On a website called flexiblemeasures.com, Malte Elson
lists 156 dependent measures that have been used in the literature to quantify
the performance on the Competitive Reaction Time Task. A task which has this
many possible ways of calculating the outcome measure is, in a way, convenient
for researchers: without correcting for multiple comparisons, the probability
that the effect of interest will be significant in at least one of the measures
skyrockets.
So does, of course, the probability that a significant
result is a Type-I error (false positive). Such testing of multiple variables
and reporting only the one which gives a significant result is an instance of p-hacking. It becomes problematic when another researcher tries to establish whether there is good evidence for an effect: if one
performs a meta-analysis of the published analyses (using standardised effect
sizes to be able to compare the different outcome measures across tasks), one
can get a significant effect, even if each study reports only random noise and
one creatively calculated outcome variable that ‘worked’.
Similarly, it becomes difficult for a researcher to
establish how reliable a task is. Take, for example, statistical learning.
Statistical learning, the cognitive ability to derive regularities from the
environment and apply them to future events, has been linked to everything from
language learning to autism. The concept of statistical learning ties to many
theoretically interesting and practically important questions, for example,
about how we learn, and what enables us to be able to use an abstract, complex
system such as languages before we even learn to tie a shoelace.
Unsurprisingly, many tasks have been developed that are
supposed to measure this cognitive ability of ours, and to correlate
performance on these tasks to various everyday skills. Let us set aside the
theoretical issues with the proposition that a statistical learning mechanism
underlies the learning of statistical regularities in the environment, and
concentrate on the way statistical learning is measured. This is an important
question for someone who wants to study this statistical learning process:
before running an experiment, one would like to be sure that the experimental
task ‘works’.

* * *

• **Challenge**
Answer these questions about the passage on flexible outcome measures.
(a) How many dependent measures does the website list for the Competitive Reaction Time Task?
(b) What term does the passage use for testing multiple variables and reporting only the one that gives a significant result?
(c) Which two areas mark the range of things statistical learning has been linked to?

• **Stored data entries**
* * *

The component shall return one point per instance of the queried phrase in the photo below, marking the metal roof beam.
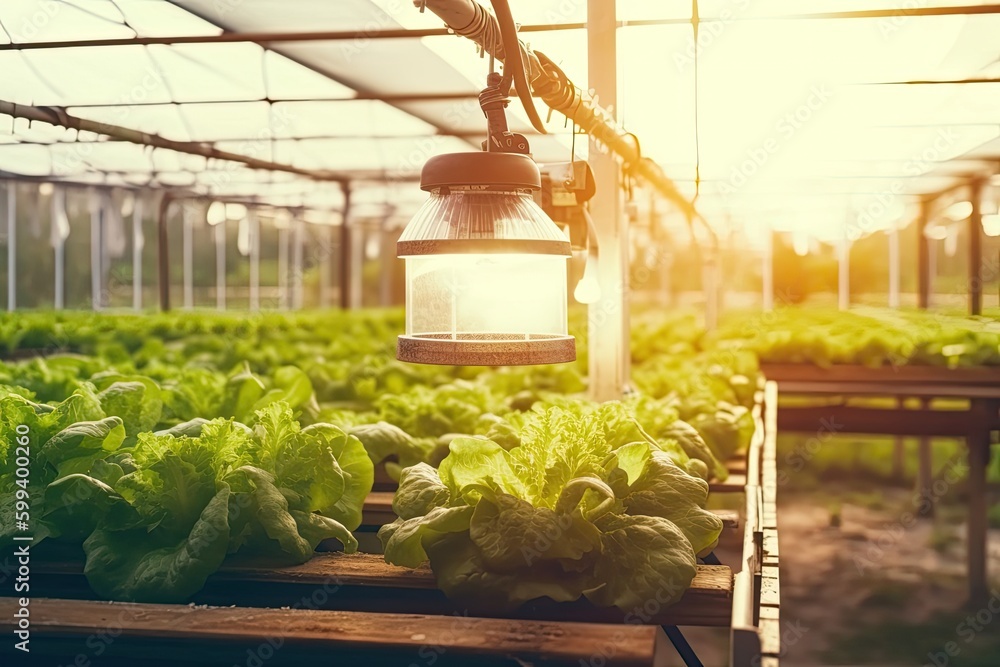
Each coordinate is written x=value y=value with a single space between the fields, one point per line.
x=57 y=116
x=404 y=33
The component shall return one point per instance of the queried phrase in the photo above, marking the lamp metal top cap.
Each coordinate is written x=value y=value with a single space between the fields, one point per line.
x=491 y=170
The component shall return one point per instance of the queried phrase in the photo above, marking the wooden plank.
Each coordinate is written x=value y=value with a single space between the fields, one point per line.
x=365 y=582
x=784 y=373
x=224 y=633
x=891 y=389
x=734 y=484
x=874 y=421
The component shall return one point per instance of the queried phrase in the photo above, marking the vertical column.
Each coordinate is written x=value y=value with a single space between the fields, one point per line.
x=767 y=270
x=254 y=259
x=976 y=250
x=326 y=264
x=11 y=245
x=188 y=255
x=358 y=239
x=283 y=267
x=387 y=259
x=345 y=252
x=608 y=316
x=894 y=266
x=96 y=253
x=844 y=274
x=138 y=243
x=58 y=231
x=923 y=258
x=982 y=413
x=163 y=252
x=220 y=265
x=298 y=232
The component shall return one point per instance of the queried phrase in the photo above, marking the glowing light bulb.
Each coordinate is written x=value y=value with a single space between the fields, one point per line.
x=991 y=224
x=236 y=211
x=588 y=290
x=216 y=213
x=800 y=243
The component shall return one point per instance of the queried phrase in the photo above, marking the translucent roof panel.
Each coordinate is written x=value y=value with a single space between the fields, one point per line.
x=838 y=107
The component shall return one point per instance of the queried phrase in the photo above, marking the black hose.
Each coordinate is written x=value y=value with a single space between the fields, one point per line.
x=513 y=62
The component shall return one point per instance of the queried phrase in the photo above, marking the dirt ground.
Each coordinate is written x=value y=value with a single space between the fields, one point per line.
x=863 y=584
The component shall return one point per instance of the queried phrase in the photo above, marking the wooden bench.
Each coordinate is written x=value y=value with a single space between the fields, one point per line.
x=365 y=582
x=132 y=634
x=978 y=387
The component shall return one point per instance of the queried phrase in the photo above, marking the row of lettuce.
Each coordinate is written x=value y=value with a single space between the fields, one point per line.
x=166 y=447
x=865 y=336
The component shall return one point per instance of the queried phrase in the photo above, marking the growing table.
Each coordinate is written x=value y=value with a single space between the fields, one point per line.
x=978 y=387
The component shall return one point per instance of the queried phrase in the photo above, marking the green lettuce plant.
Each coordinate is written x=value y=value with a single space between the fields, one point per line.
x=567 y=513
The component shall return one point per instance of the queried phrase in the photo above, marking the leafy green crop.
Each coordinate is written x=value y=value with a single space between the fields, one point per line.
x=567 y=513
x=158 y=512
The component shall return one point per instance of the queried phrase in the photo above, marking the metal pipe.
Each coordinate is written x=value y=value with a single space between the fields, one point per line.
x=96 y=253
x=58 y=240
x=254 y=223
x=138 y=243
x=400 y=33
x=469 y=19
x=163 y=252
x=283 y=268
x=298 y=232
x=607 y=318
x=345 y=251
x=360 y=96
x=894 y=267
x=976 y=249
x=11 y=246
x=187 y=239
x=923 y=258
x=220 y=266
x=57 y=116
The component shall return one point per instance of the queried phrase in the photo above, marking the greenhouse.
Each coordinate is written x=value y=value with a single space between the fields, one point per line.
x=499 y=332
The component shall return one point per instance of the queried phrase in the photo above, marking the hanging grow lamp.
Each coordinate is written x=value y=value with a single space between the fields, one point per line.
x=485 y=266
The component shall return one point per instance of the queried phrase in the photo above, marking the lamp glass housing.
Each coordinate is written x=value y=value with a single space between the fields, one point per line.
x=486 y=281
x=469 y=296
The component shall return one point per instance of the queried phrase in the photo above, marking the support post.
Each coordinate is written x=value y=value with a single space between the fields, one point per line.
x=188 y=257
x=254 y=224
x=608 y=316
x=298 y=232
x=359 y=238
x=11 y=246
x=767 y=271
x=138 y=243
x=923 y=258
x=220 y=265
x=387 y=260
x=326 y=265
x=844 y=274
x=283 y=268
x=894 y=301
x=976 y=249
x=345 y=250
x=96 y=250
x=925 y=472
x=58 y=240
x=163 y=252
x=982 y=412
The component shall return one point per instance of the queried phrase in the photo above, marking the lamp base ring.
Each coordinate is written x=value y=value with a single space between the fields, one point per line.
x=486 y=349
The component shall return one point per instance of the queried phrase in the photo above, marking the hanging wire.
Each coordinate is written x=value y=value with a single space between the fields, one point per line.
x=695 y=23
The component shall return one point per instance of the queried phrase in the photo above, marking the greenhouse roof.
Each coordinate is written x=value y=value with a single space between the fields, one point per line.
x=825 y=110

* * *

• **Output below**
(a) 156
(b) p-hacking
(c) Language learning and autism